Photo labels with bounding boxes:
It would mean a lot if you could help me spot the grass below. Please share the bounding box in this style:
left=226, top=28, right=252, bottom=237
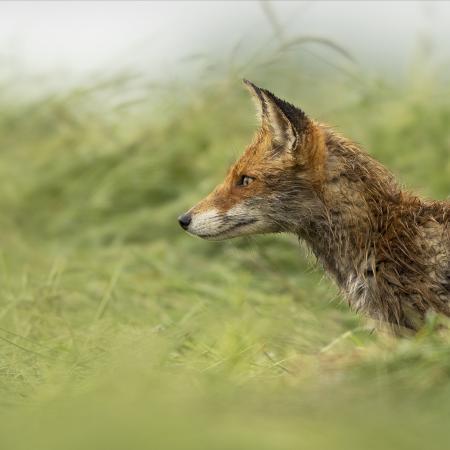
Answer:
left=0, top=46, right=450, bottom=450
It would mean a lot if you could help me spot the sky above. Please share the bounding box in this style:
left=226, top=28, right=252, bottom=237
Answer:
left=0, top=1, right=450, bottom=81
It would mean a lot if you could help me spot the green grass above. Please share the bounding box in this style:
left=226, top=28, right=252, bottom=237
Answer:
left=0, top=51, right=450, bottom=450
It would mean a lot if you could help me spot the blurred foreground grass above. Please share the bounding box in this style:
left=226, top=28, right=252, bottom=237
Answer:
left=0, top=47, right=450, bottom=450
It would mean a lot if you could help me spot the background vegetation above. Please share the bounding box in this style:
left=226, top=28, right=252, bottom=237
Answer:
left=0, top=17, right=450, bottom=450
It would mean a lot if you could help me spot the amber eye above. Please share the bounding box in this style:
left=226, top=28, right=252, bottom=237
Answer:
left=237, top=175, right=254, bottom=186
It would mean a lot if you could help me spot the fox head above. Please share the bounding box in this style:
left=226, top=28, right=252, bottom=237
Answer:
left=178, top=80, right=326, bottom=240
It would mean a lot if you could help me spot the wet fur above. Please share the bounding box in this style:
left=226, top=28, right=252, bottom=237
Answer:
left=183, top=81, right=450, bottom=330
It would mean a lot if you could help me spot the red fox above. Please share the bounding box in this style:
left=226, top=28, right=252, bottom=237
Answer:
left=178, top=80, right=450, bottom=330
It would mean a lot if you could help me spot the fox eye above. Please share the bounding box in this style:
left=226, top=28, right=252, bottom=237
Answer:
left=237, top=175, right=254, bottom=186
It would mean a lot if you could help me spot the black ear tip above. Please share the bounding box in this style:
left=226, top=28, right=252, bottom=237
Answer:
left=242, top=78, right=258, bottom=90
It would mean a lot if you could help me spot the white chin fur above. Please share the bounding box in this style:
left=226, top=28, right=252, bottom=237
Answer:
left=186, top=206, right=258, bottom=241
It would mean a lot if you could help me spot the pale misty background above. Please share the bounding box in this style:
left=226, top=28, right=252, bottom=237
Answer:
left=0, top=1, right=450, bottom=83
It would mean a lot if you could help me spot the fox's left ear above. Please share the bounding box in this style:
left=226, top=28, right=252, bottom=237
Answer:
left=244, top=79, right=309, bottom=150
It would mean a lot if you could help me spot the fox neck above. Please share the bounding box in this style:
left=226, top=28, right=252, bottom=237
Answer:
left=296, top=130, right=402, bottom=307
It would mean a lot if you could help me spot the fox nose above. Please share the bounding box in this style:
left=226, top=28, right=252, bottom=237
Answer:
left=178, top=214, right=192, bottom=230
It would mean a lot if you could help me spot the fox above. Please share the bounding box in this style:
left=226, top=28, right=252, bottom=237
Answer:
left=178, top=79, right=450, bottom=333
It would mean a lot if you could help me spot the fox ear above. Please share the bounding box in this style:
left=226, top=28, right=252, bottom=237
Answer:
left=244, top=80, right=308, bottom=150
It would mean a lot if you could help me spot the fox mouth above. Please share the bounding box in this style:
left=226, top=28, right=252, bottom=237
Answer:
left=196, top=219, right=258, bottom=239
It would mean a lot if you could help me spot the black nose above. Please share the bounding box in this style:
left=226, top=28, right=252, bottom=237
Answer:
left=178, top=214, right=192, bottom=230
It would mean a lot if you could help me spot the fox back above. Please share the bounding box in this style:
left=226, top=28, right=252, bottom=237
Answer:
left=178, top=80, right=450, bottom=330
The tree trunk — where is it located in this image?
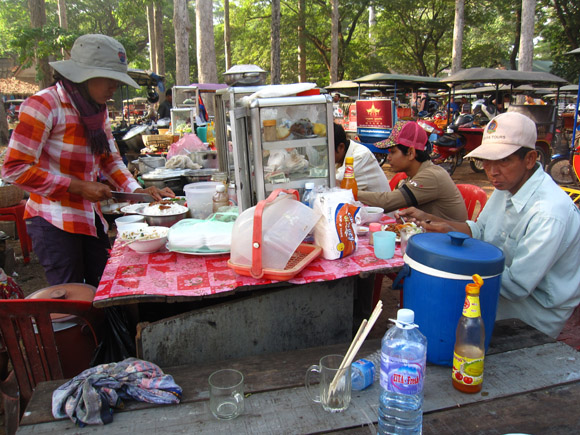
[369,5,377,56]
[510,3,522,70]
[58,0,69,59]
[195,0,218,115]
[270,0,281,85]
[173,0,191,86]
[146,2,157,71]
[298,0,306,82]
[330,0,340,84]
[0,94,9,146]
[518,0,536,71]
[28,0,52,89]
[451,0,465,74]
[153,1,165,76]
[224,0,232,71]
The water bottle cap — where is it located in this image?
[397,308,415,323]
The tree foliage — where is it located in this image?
[0,0,580,90]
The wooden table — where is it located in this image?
[94,232,404,367]
[18,320,580,435]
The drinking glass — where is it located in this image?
[208,369,244,420]
[305,355,351,412]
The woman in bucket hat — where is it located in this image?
[2,34,175,286]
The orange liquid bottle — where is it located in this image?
[340,157,358,201]
[451,275,485,393]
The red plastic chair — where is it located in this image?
[0,299,102,430]
[389,172,407,190]
[457,184,487,221]
[0,199,32,264]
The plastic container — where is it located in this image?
[212,184,230,213]
[302,182,314,208]
[378,308,427,434]
[230,189,319,275]
[393,232,505,366]
[350,349,381,391]
[183,181,223,219]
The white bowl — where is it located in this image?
[361,207,385,224]
[115,214,145,230]
[120,227,169,254]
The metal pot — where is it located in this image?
[223,65,267,86]
[123,125,149,152]
[139,156,165,175]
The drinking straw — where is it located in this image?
[329,301,383,395]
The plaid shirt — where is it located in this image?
[2,83,140,237]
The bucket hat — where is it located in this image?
[50,34,139,88]
[375,121,427,151]
[465,112,538,160]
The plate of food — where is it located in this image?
[120,202,147,214]
[165,243,230,255]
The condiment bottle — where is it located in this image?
[212,184,230,213]
[262,119,278,142]
[340,157,358,201]
[369,222,383,245]
[451,275,485,393]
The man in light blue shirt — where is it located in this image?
[400,112,580,338]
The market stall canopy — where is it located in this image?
[189,83,228,92]
[354,73,447,89]
[440,68,568,85]
[127,68,165,86]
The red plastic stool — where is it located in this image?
[0,199,32,264]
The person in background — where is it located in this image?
[2,34,175,286]
[461,97,471,113]
[446,97,459,113]
[355,121,467,221]
[333,123,391,192]
[398,112,580,338]
[157,88,173,119]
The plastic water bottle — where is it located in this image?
[350,349,381,391]
[378,308,427,434]
[302,182,314,208]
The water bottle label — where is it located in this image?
[381,355,425,395]
[451,352,483,385]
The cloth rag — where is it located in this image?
[52,358,182,427]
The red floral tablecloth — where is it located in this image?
[94,236,403,302]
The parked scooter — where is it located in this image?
[431,114,483,175]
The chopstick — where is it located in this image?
[329,301,383,395]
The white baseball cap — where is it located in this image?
[465,112,538,160]
[50,34,140,88]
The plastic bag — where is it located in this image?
[167,134,207,160]
[313,188,360,260]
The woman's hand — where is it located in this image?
[68,178,113,202]
[133,186,175,201]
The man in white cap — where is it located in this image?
[400,112,580,338]
[2,35,175,286]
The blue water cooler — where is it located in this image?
[400,232,505,366]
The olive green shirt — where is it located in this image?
[358,160,467,222]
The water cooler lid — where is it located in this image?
[26,283,97,322]
[405,232,505,276]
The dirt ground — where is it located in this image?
[0,162,493,435]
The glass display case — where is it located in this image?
[171,107,195,135]
[171,86,199,119]
[250,95,336,203]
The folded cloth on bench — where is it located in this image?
[52,358,181,427]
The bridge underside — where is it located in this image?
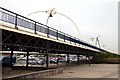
[2,30,98,55]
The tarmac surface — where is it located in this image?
[45,64,118,78]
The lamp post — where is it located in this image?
[26,8,80,37]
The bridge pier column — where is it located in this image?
[77,55,80,65]
[10,50,13,68]
[57,53,59,65]
[67,54,69,66]
[46,50,49,68]
[26,51,29,67]
[88,54,91,66]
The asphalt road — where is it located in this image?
[45,64,118,78]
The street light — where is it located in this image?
[26,8,80,36]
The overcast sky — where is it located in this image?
[0,0,119,52]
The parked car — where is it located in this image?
[28,59,45,65]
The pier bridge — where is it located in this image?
[0,7,108,67]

- Directions -
Put each line of the records above into a Markdown table with the columns Row and Line, numbering the rows and skipping blank lines. Omit the pictures.

- Expected output -
| Row | Line |
|---|---|
| 1 | It would mean a lot if you could help me spot the grass below. Please share the bounding box in this style: |
| 2 | left=226, top=28, right=252, bottom=237 |
| 3 | Answer: |
| 4 | left=0, top=46, right=450, bottom=450 |
| 5 | It would mean a lot if you could help me spot the sky above. Please share the bounding box in this style: |
| 6 | left=226, top=28, right=252, bottom=237 |
| 7 | Answer: |
| 8 | left=0, top=1, right=450, bottom=81 |
| 9 | It would mean a lot if you could help me spot the green grass above. Please share the bounding box in this style: |
| 10 | left=226, top=28, right=252, bottom=237 |
| 11 | Answer: |
| 12 | left=0, top=51, right=450, bottom=450 |
| 13 | It would mean a lot if you could help me spot the blurred foreground grass above. Please share the bounding box in this style: |
| 14 | left=226, top=28, right=252, bottom=237 |
| 15 | Answer: |
| 16 | left=0, top=47, right=450, bottom=450 |
| 17 | It would mean a lot if you could help me spot the background vegetation above. Please share the bounding box in this style: |
| 18 | left=226, top=28, right=252, bottom=237 |
| 19 | Answer: |
| 20 | left=0, top=17, right=450, bottom=450 |
| 21 | It would mean a lot if you could help me spot the amber eye above. Please share the bounding box in this style: |
| 22 | left=226, top=28, right=252, bottom=237 |
| 23 | Answer: |
| 24 | left=237, top=175, right=254, bottom=186 |
| 25 | It would mean a lot if you could help me spot the fox head above. Please share the bounding box in this style: |
| 26 | left=226, top=28, right=252, bottom=237 |
| 27 | Answer: |
| 28 | left=178, top=80, right=326, bottom=240 |
| 29 | It would mean a lot if you could help me spot the wet fur above. Please share the bounding box in this style: |
| 30 | left=226, top=28, right=252, bottom=237 |
| 31 | Answer: |
| 32 | left=183, top=81, right=450, bottom=330 |
| 33 | It would mean a lot if you could help me spot the red fox above. Please share the bounding box in this style: |
| 34 | left=226, top=28, right=252, bottom=237 |
| 35 | Answer: |
| 36 | left=178, top=80, right=450, bottom=330 |
| 37 | It would mean a lot if you could help me spot the fox eye above. Please share the bounding box in this style: |
| 38 | left=226, top=28, right=252, bottom=237 |
| 39 | Answer: |
| 40 | left=237, top=175, right=254, bottom=186 |
| 41 | It would mean a lot if you could help me spot the black ear tip above. Please share the bounding box in this style: |
| 42 | left=226, top=28, right=252, bottom=237 |
| 43 | Answer: |
| 44 | left=242, top=78, right=258, bottom=90 |
| 45 | It would mean a lot if you could help me spot the white chin fur above. Please share the bounding box in this style: |
| 46 | left=226, top=28, right=252, bottom=237 |
| 47 | Answer: |
| 48 | left=186, top=206, right=258, bottom=241 |
| 49 | It would mean a lot if you could help me spot the pale misty background above. Please share the bounding box in this style: |
| 50 | left=226, top=28, right=252, bottom=237 |
| 51 | Answer: |
| 52 | left=0, top=1, right=450, bottom=83 |
| 53 | It would mean a lot if you could help me spot the fox's left ear above. Please share the bounding box in this style: |
| 54 | left=226, top=28, right=252, bottom=237 |
| 55 | Answer: |
| 56 | left=244, top=79, right=309, bottom=150 |
| 57 | It would mean a lot if you could help me spot the fox neck above. Please share the bounding box in this style: |
| 58 | left=226, top=28, right=252, bottom=237 |
| 59 | Answer: |
| 60 | left=296, top=130, right=402, bottom=307 |
| 61 | It would mean a lot if you could help me spot the fox nose above. Please share the bounding box in this style: |
| 62 | left=226, top=28, right=252, bottom=237 |
| 63 | Answer: |
| 64 | left=178, top=214, right=192, bottom=230 |
| 65 | It would mean a lot if you could help me spot the fox above. Please share the bounding box in this style: |
| 66 | left=226, top=28, right=252, bottom=237 |
| 67 | Answer: |
| 68 | left=178, top=79, right=450, bottom=333 |
| 69 | It would mean a lot if you could help me spot the fox ear above. Please share the bounding box in this style: |
| 70 | left=226, top=28, right=252, bottom=237 |
| 71 | Answer: |
| 72 | left=244, top=80, right=308, bottom=150 |
| 73 | It would mean a lot if you could help me spot the fox mouth above. Please share the bounding box in this style: |
| 74 | left=226, top=28, right=252, bottom=237 |
| 75 | Answer: |
| 76 | left=196, top=219, right=258, bottom=239 |
| 77 | It would mean a lot if you could help me spot the black nose above. Please share the bounding box in this style: |
| 78 | left=226, top=28, right=252, bottom=237 |
| 79 | Answer: |
| 80 | left=178, top=214, right=192, bottom=230 |
| 81 | It would mean a lot if you could help me spot the fox back above. Please share the bounding box in this style: |
| 82 | left=226, top=28, right=252, bottom=237 |
| 83 | Answer: |
| 84 | left=178, top=80, right=450, bottom=330 |
| 85 | The tree trunk — where is it located in this image? |
| 86 | [369,5,377,56] |
| 87 | [510,3,522,70] |
| 88 | [58,0,69,59] |
| 89 | [195,0,218,115] |
| 90 | [270,0,281,85] |
| 91 | [173,0,191,86] |
| 92 | [146,2,157,71] |
| 93 | [298,0,306,82] |
| 94 | [330,0,340,84] |
| 95 | [0,94,9,146] |
| 96 | [518,0,536,71] |
| 97 | [28,0,52,89] |
| 98 | [451,0,465,74] |
| 99 | [153,1,165,76] |
| 100 | [224,0,232,71] |
| 101 | The water bottle cap — where is it located in this image? |
| 102 | [397,308,415,323] |
| 103 | The tree foliage — where is it located in this image? |
| 104 | [0,0,580,90] |
| 105 | The wooden table — where is it located in this image? |
| 106 | [94,232,404,367] |
| 107 | [18,320,580,435] |
| 108 | The drinking glass — where is it located in this image? |
| 109 | [208,369,244,420] |
| 110 | [305,355,351,412] |
| 111 | The woman in bucket hat — where is it located in this image? |
| 112 | [2,34,175,286] |
| 113 | The orange liquid bottle — where is it located in this image? |
| 114 | [340,157,358,201] |
| 115 | [451,275,485,393] |
| 116 | The red plastic chair — where is it located in this image? |
| 117 | [0,299,102,430] |
| 118 | [389,172,407,190] |
| 119 | [457,184,487,221] |
| 120 | [0,199,32,264] |
| 121 | The plastic container — where is it located in this image? |
| 122 | [212,184,230,213] |
| 123 | [302,182,314,208] |
| 124 | [378,308,427,434] |
| 125 | [230,189,319,275] |
| 126 | [393,232,505,366] |
| 127 | [350,349,381,391] |
| 128 | [183,181,223,219] |
| 129 | The white bowl — where is it located in this image? |
| 130 | [361,207,385,224] |
| 131 | [115,214,145,230] |
| 132 | [120,227,169,254] |
| 133 | The metal pot — where is it located in this image? |
| 134 | [223,65,267,86] |
| 135 | [123,125,149,152] |
| 136 | [139,156,165,175] |
| 137 | The drinking straw — where is it located in this image? |
| 138 | [329,301,383,395] |
| 139 | The plaid shirt — where is it located in this image? |
| 140 | [2,83,140,237] |
| 141 | The bucket hat — where is it located in this image? |
| 142 | [50,34,139,88] |
| 143 | [375,121,427,151] |
| 144 | [465,112,538,160] |
| 145 | The plate of food — where is it located in this image? |
| 146 | [120,202,147,214] |
| 147 | [165,243,230,255] |
| 148 | The condiment bottle — where is it located in this image? |
| 149 | [212,184,230,213] |
| 150 | [262,119,278,142] |
| 151 | [340,157,358,201] |
| 152 | [369,222,383,245] |
| 153 | [451,275,485,393] |
| 154 | The man in light blue shirt — where is it located in this image? |
| 155 | [400,112,580,338] |
| 156 | The market stall canopy — where is it located in this image? |
| 157 | [189,83,228,92] |
| 158 | [354,73,447,89] |
| 159 | [440,68,568,85] |
| 160 | [127,68,165,86] |
| 161 | The red plastic stool — where is it located in this image? |
| 162 | [0,199,32,264] |
| 163 | The person in background — where is it located in this image? |
| 164 | [2,34,175,286] |
| 165 | [461,97,471,113] |
| 166 | [446,97,459,113] |
| 167 | [355,121,467,221] |
| 168 | [333,123,391,192] |
| 169 | [398,112,580,338] |
| 170 | [157,88,173,119] |
| 171 | The plastic water bottle — where is it located in this image? |
| 172 | [350,349,381,391] |
| 173 | [378,308,427,434] |
| 174 | [302,182,314,208] |
| 175 | The water bottle label — where is it located in this image? |
| 176 | [381,355,425,395] |
| 177 | [451,352,483,385] |
| 178 | The cloth rag — where is it located in this image? |
| 179 | [52,358,182,427] |
| 180 | The red floral tablecloth — where is it located in this image? |
| 181 | [94,236,403,302] |
| 182 | The parked scooter — where is it located in this image? |
| 183 | [431,114,483,175] |
| 184 | The chopstick — where is it located in this image? |
| 185 | [329,301,383,395] |
| 186 | The white baseball cap — where is it located in this image? |
| 187 | [465,112,538,160] |
| 188 | [50,34,140,88] |
| 189 | The plastic bag — where is it located in this image? |
| 190 | [167,134,207,160] |
| 191 | [313,188,360,260] |
| 192 | The woman's hand — where is it located in this image? |
| 193 | [68,178,113,202] |
| 194 | [133,186,175,201] |
| 195 | The man in white cap — where is it located in this image? |
| 196 | [400,112,580,338] |
| 197 | [2,35,175,286] |
| 198 | The blue water cooler — where is it located in this image? |
| 199 | [400,232,505,366] |
| 200 | The olive green shirt — where is it located in this image? |
| 201 | [358,160,467,222] |
| 202 | The water cooler lid — where is it located in this image? |
| 203 | [26,283,97,322] |
| 204 | [405,232,505,276] |
| 205 | The dirt ground — where is it located in this image? |
| 206 | [0,162,493,435] |
| 207 | The glass display case — where is it located in this image? |
| 208 | [171,107,195,135] |
| 209 | [171,86,199,119] |
| 210 | [250,95,336,203] |
| 211 | The folded cloth on bench — where is it located in this image? |
| 212 | [52,358,181,427] |
| 213 | The bridge underside — where is it located in this image? |
| 214 | [2,30,98,55] |
| 215 | The tarmac surface — where is it located in this image? |
| 216 | [45,64,118,78] |
| 217 | The lamp post — where is it located in this image? |
| 218 | [26,8,80,37] |
| 219 | The bridge pier column — where is it located in this image? |
| 220 | [77,55,80,65] |
| 221 | [10,50,13,68] |
| 222 | [57,53,59,65] |
| 223 | [67,54,69,66] |
| 224 | [46,50,49,68] |
| 225 | [26,51,29,67] |
| 226 | [88,54,91,66] |
| 227 | The asphalt road — where is it located in this image? |
| 228 | [45,64,118,78] |
| 229 | The street light — where is it located in this image? |
| 230 | [26,8,80,36] |
| 231 | The overcast sky — where is it located in this image? |
| 232 | [0,0,119,52] |
| 233 | The parked car — where is it located in this image? |
| 234 | [28,59,45,65] |
| 235 | The pier bridge — where is it located in this image? |
| 236 | [0,7,108,67] |